• What you should do
Copy out every line of the material below word for word, leaving out the pictures.

Segmentation annotation entries
/---
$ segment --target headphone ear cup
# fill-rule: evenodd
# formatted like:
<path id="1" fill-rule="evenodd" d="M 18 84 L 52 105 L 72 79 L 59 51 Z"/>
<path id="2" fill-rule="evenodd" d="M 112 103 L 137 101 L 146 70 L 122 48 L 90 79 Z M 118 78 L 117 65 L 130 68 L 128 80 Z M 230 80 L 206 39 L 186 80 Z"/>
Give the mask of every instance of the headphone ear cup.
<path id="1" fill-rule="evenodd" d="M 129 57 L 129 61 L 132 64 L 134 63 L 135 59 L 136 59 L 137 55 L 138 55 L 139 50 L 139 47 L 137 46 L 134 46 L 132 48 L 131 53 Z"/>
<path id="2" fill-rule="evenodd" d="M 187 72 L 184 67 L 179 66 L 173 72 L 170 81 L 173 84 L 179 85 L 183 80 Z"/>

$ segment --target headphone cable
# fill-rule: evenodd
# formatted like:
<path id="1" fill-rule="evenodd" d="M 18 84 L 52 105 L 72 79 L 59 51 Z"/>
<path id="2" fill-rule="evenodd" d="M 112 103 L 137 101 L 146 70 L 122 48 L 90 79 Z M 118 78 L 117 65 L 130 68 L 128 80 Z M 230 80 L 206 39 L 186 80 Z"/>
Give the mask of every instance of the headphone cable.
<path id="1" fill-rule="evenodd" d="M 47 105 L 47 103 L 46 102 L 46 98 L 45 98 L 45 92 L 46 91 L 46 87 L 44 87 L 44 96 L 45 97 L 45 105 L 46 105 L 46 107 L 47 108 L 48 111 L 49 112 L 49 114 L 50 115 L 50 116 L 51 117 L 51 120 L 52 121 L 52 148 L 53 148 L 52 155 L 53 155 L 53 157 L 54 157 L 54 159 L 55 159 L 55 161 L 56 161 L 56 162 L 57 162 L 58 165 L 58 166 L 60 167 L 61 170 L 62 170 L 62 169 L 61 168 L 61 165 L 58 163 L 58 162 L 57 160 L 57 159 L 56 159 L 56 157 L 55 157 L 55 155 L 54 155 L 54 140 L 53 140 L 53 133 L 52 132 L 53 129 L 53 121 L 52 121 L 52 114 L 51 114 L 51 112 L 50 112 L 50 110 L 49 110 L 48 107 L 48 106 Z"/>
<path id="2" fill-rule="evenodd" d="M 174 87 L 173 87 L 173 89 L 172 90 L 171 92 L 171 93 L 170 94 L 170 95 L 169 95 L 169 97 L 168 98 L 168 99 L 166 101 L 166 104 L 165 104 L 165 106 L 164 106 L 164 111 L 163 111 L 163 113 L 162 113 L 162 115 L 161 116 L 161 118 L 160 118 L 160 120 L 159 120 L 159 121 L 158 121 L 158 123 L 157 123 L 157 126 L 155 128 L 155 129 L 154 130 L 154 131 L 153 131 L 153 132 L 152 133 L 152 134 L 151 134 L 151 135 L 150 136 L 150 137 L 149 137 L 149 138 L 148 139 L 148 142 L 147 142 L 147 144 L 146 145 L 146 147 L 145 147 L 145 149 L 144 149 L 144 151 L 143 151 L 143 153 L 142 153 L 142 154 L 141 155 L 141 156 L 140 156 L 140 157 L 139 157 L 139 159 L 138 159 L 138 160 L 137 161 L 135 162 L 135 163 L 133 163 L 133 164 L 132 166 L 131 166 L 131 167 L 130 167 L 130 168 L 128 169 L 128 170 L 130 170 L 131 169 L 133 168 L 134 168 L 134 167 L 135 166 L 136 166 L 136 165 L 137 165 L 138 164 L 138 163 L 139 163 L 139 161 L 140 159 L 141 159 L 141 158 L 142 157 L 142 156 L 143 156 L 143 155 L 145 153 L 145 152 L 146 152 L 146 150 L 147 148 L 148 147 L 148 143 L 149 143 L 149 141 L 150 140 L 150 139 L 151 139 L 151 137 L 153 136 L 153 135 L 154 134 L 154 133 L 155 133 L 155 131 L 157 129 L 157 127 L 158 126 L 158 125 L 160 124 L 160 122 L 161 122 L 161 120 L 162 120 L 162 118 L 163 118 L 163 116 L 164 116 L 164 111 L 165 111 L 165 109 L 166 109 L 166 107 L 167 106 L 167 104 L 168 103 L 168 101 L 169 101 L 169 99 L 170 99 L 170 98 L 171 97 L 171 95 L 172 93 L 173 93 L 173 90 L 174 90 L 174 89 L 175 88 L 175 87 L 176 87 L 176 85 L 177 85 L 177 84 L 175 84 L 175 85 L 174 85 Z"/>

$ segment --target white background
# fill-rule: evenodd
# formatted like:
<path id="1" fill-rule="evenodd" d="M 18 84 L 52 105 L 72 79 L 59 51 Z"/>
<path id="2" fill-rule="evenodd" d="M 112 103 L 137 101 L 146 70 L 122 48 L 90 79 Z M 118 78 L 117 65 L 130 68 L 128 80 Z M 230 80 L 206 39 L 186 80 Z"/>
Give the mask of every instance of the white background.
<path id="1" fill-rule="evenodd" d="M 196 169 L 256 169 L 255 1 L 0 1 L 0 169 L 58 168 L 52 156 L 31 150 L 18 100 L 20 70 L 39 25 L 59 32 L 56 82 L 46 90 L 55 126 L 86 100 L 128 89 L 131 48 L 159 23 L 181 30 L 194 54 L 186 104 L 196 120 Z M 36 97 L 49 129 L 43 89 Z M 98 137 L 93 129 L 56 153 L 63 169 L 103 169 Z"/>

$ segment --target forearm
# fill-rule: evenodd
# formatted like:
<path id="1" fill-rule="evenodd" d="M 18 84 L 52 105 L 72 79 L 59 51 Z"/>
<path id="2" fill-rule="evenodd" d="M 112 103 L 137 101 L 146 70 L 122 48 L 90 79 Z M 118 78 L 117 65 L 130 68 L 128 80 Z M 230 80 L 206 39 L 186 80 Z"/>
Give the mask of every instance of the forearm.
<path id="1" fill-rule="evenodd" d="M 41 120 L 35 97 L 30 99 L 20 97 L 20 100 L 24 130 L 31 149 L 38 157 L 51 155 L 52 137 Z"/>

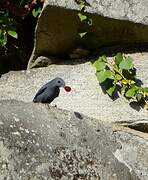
\---
• The reply
$ segment --target headphone ear cup
# fill-rule: evenodd
# formatted like:
<path id="1" fill-rule="evenodd" d="M 18 84 L 52 105 L 72 79 L 59 51 Z"/>
<path id="2" fill-rule="evenodd" d="M 112 103 L 137 101 L 146 70 L 122 48 L 90 79 Z M 118 78 L 117 65 L 130 68 L 128 80 Z M 230 80 L 206 39 L 186 80 Z"/>
Give the mask of every instance of the headphone ear cup.
<path id="1" fill-rule="evenodd" d="M 129 57 L 129 61 L 132 64 L 134 63 L 135 59 L 136 59 L 137 55 L 138 55 L 139 50 L 139 47 L 137 46 L 134 46 L 132 48 L 131 53 Z"/>
<path id="2" fill-rule="evenodd" d="M 187 72 L 184 67 L 179 66 L 173 72 L 170 81 L 173 84 L 179 85 L 183 80 Z"/>

$ segment --target headphone cable
# fill-rule: evenodd
# formatted like:
<path id="1" fill-rule="evenodd" d="M 18 84 L 52 105 L 72 79 L 59 51 Z"/>
<path id="2" fill-rule="evenodd" d="M 112 103 L 137 101 L 146 70 L 122 48 L 90 79 Z M 118 78 L 117 65 L 130 68 L 128 80 Z M 230 80 L 206 39 L 186 80 Z"/>
Give the mask of every instance of the headphone cable.
<path id="1" fill-rule="evenodd" d="M 47 105 L 47 103 L 46 102 L 46 98 L 45 98 L 45 92 L 46 91 L 46 87 L 44 87 L 44 96 L 45 97 L 45 105 L 46 105 L 46 107 L 47 108 L 48 111 L 49 112 L 49 114 L 50 115 L 50 116 L 51 117 L 51 120 L 52 121 L 52 148 L 53 148 L 52 155 L 53 155 L 53 157 L 54 157 L 54 159 L 55 159 L 55 161 L 56 161 L 56 162 L 57 162 L 58 165 L 58 166 L 60 167 L 61 170 L 62 170 L 62 169 L 61 168 L 61 165 L 58 163 L 58 162 L 57 160 L 57 159 L 56 159 L 56 157 L 55 157 L 55 155 L 54 155 L 54 140 L 53 140 L 53 133 L 52 132 L 53 129 L 53 121 L 52 121 L 52 114 L 51 114 L 51 112 L 50 112 L 50 110 L 49 110 L 48 107 L 48 106 Z"/>
<path id="2" fill-rule="evenodd" d="M 174 87 L 173 87 L 173 89 L 172 90 L 171 92 L 171 93 L 170 94 L 170 95 L 169 95 L 169 97 L 168 98 L 168 99 L 166 101 L 166 104 L 165 104 L 165 106 L 164 106 L 164 111 L 163 111 L 163 113 L 162 113 L 162 115 L 161 116 L 161 118 L 160 118 L 160 120 L 159 120 L 159 121 L 158 121 L 158 123 L 157 123 L 157 126 L 155 128 L 155 129 L 154 130 L 154 131 L 153 131 L 153 132 L 152 133 L 152 134 L 151 134 L 151 135 L 150 136 L 150 137 L 149 137 L 149 138 L 148 139 L 148 142 L 147 142 L 147 144 L 146 145 L 146 147 L 145 147 L 145 149 L 144 149 L 144 151 L 143 151 L 143 153 L 142 153 L 142 154 L 141 155 L 141 156 L 140 156 L 140 157 L 139 157 L 139 159 L 138 159 L 138 160 L 137 161 L 135 162 L 135 163 L 133 163 L 133 164 L 132 166 L 131 166 L 131 167 L 130 167 L 130 168 L 128 169 L 128 170 L 130 170 L 131 169 L 133 168 L 134 168 L 134 167 L 135 166 L 136 166 L 136 165 L 137 165 L 138 164 L 138 163 L 139 163 L 139 161 L 140 159 L 141 159 L 141 158 L 142 157 L 142 156 L 143 156 L 143 155 L 145 153 L 145 152 L 146 152 L 146 150 L 147 148 L 148 147 L 148 143 L 149 143 L 149 141 L 150 140 L 150 139 L 151 139 L 151 137 L 153 136 L 153 135 L 154 134 L 154 133 L 155 133 L 155 131 L 157 129 L 157 127 L 158 126 L 158 125 L 160 124 L 160 122 L 161 122 L 161 120 L 162 120 L 162 118 L 163 118 L 163 116 L 164 116 L 164 111 L 165 111 L 165 109 L 166 109 L 166 107 L 167 106 L 167 104 L 168 103 L 168 101 L 169 101 L 169 99 L 170 99 L 170 98 L 171 97 L 171 95 L 172 93 L 173 93 L 173 90 L 174 90 L 174 89 L 175 88 L 175 87 L 176 87 L 176 85 L 177 85 L 177 84 L 175 84 L 175 85 L 174 85 Z"/>

$ segment --target white background
# fill-rule: evenodd
# formatted like:
<path id="1" fill-rule="evenodd" d="M 18 84 L 52 105 L 72 79 L 59 51 Z"/>
<path id="2" fill-rule="evenodd" d="M 112 103 L 137 101 L 146 70 L 122 48 L 90 79 Z M 118 78 L 117 65 L 130 68 L 128 80 Z M 230 80 L 206 39 L 186 80 Z"/>
Give the mask of every instance of the white background.
<path id="1" fill-rule="evenodd" d="M 196 169 L 256 169 L 255 1 L 0 1 L 0 169 L 58 168 L 52 156 L 31 150 L 18 100 L 20 70 L 39 25 L 59 32 L 56 82 L 46 90 L 55 126 L 86 100 L 128 89 L 131 48 L 159 23 L 181 30 L 194 54 L 186 104 L 196 120 Z M 36 97 L 49 129 L 43 89 Z M 98 137 L 93 129 L 56 153 L 63 169 L 103 169 Z"/>

$ segment --target forearm
# fill-rule: evenodd
# formatted like:
<path id="1" fill-rule="evenodd" d="M 18 84 L 52 105 L 72 79 L 59 51 Z"/>
<path id="2" fill-rule="evenodd" d="M 112 103 L 137 101 L 146 70 L 122 48 L 90 79 Z M 118 78 L 117 65 L 130 68 L 128 80 Z M 230 80 L 206 39 L 186 80 Z"/>
Give the mask of every instance of the forearm.
<path id="1" fill-rule="evenodd" d="M 41 120 L 35 97 L 30 99 L 20 97 L 20 100 L 24 130 L 31 149 L 38 157 L 51 155 L 52 137 Z"/>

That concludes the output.